Excerpted text:
Article filed under Miscellaneous


Comments

  1. Edje, Thank you so much for this! I found the comment about medical care and the favela. I haven’t spent nearly as much time abroad as you have, but one of the things that always makes me feel conspicuous, white, and despicably wealthy is walking through foreign neighborhoods. I never know what to do and usually just end up folding my arms.

    Comment by Amanda — June 25, 2013 @ 1:59 pm

  2. “face-falling-off-mango-disease” ?

    Comment by WVS — June 25, 2013 @ 2:21 pm

  3. Thanks, Amanda.

    WVS: contact dermatitis, type 4. Mangos are cousins to poison ivy and there is a chemical in the oil on mango skin and in the pits (urushiol; I think I’m spelling that correctly) very much like that in poison ivy. If you peel mangoes with your teeth (as I did) and you are sensitive to urushiol (as I am but did not know at the time), your face swells up, cracks open, and drips yellow stuff. Also, you wish for sweet annihilation.

Data extract:
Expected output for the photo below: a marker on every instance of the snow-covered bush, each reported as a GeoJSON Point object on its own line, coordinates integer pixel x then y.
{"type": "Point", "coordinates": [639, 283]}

About this exercise: Quote the comment thread word for word, starting with the words "Article filed under" and stopping after "3. Thanks, Amanda.".

Solution to this task:
Article filed under Miscellaneous


Comments

  1. Edje, Thank you so much for this! I found the comment about medical care and the favela. I haven’t spent nearly as much time abroad as you have, but one of the things that always makes me feel conspicuous, white, and despicably wealthy is walking through foreign neighborhoods. I never know what to do and usually just end up folding my arms.

    Comment by Amanda — June 25, 2013 @ 1:59 pm

  2. “face-falling-off-mango-disease” ?

    Comment by WVS — June 25, 2013 @ 2:21 pm

  3. Thanks, Amanda.